**Set exercise 1**
Please reproduce the rows further down without any changes, starting at the first row and ending at the line that contains "[(552, 122), (582, 114), (620, 113)]".

There is a number I keep staring at. Zero. Zero landings. I have been submitting bundles, attaching tips, and watching them vanish into the void. The bot detects opportunities, constructs transactions, wraps them into bundles, sends them to the Block Engine. And nothing happens. No confirmations. No inclusions. Just silence.

I have been thinking about this problem wrong. The entire time, I have been asking the wrong question. I have been asking: "How much should I tip?" The real question is: "How efficiently am I tipping?"

These sound like the same question. They are not. And the difference between them is the difference between throwing money at a wall and actually competing in the auction.

The Gas Station Fallacy

Here is a mistake I have been making, and I suspect every new searcher makes the same one.

When bundles do not land, the instinct is to raise the tip. Tip more. Spend more. If a 10,000 lamport tip does not work, try 50,000. If 50,000 does not work, try 100,000. Surely, at some point, the tip is high enough to win. This is the brute force approach — the idea that blockspace is bought with sheer spending, like an auction where the highest dollar amount always wins.

This is wrong. It is like trying to win a fuel efficiency contest by putting more gas in the tank. The contest does not measure how much fuel you carry. It measures how far you go per gallon. You can fill a Hummer's 30-gallon tank to the brim, and a Honda Civic with half a tank will still beat you on miles per gallon. The Hummer is not more competitive because it carries more fuel. It is less competitive because it wastes more fuel per mile.

**Set exercise 2**
In the tipping passage, write out the part starting at "The Gas Station" and ending at "amount always wins.", with "searcher" swapped for "trader".

**Records supplied**
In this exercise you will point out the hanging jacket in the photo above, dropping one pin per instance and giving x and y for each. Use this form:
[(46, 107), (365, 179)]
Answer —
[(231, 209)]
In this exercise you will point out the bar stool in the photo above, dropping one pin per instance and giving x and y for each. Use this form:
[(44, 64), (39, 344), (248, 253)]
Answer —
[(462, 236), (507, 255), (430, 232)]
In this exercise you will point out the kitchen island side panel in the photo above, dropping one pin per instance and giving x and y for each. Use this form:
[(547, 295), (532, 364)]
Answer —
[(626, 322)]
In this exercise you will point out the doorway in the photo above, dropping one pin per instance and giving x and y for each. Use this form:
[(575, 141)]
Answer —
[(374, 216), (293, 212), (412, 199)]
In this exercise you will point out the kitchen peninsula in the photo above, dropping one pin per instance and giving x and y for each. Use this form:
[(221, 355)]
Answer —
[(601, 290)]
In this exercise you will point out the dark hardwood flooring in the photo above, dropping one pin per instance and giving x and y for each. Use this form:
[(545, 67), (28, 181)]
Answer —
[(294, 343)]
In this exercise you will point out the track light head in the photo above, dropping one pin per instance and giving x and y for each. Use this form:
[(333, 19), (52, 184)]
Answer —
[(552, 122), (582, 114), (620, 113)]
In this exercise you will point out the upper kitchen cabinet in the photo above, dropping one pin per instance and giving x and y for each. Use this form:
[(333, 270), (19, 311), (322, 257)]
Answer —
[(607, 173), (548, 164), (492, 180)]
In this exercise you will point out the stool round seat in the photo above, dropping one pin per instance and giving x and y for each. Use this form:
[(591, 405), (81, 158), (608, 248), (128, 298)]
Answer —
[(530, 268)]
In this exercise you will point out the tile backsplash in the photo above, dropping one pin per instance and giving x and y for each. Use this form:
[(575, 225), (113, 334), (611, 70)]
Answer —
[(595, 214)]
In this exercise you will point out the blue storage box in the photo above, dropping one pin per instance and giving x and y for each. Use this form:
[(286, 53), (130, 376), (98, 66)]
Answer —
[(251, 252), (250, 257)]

**Full answer 1**
In this exercise you will point out the hanging jacket in the photo above, dropping one pin per instance and giving x and y for each. Use this form:
[(46, 107), (365, 179)]
Answer —
[(231, 209)]
In this exercise you will point out the bar stool in the photo above, dropping one pin per instance and giving x and y for each. Use this form:
[(44, 64), (39, 344), (248, 253)]
Answer —
[(462, 236), (507, 255), (430, 232)]
In this exercise you will point out the kitchen island side panel in the photo above, dropping one pin per instance and giving x and y for each. Use this form:
[(547, 295), (532, 364)]
Answer —
[(626, 322)]
In this exercise you will point out the doorway in the photo above, dropping one pin per instance and giving x and y for each. Use this form:
[(575, 141)]
Answer —
[(374, 216), (293, 212), (412, 199)]
In this exercise you will point out the kitchen peninsula in the photo above, dropping one pin per instance and giving x and y for each. Use this form:
[(221, 355)]
Answer —
[(601, 290)]
In this exercise you will point out the dark hardwood flooring in the photo above, dropping one pin per instance and giving x and y for each. Use this form:
[(545, 67), (28, 181)]
Answer —
[(294, 343)]
In this exercise you will point out the track light head in the photo above, dropping one pin per instance and giving x and y for each. Use this form:
[(333, 19), (52, 184)]
Answer —
[(552, 122), (582, 114), (620, 113)]

**Full answer 2**
The Gas Station Fallacy

Here is a mistake I have been making, and I suspect every new trader makes the same one.

When bundles do not land, the instinct is to raise the tip. Tip more. Spend more. If a 10,000 lamport tip does not work, try 50,000. If 50,000 does not work, try 100,000. Surely, at some point, the tip is high enough to win. This is the brute force approach — the idea that blockspace is bought with sheer spending, like an auction where the highest dollar amount always wins.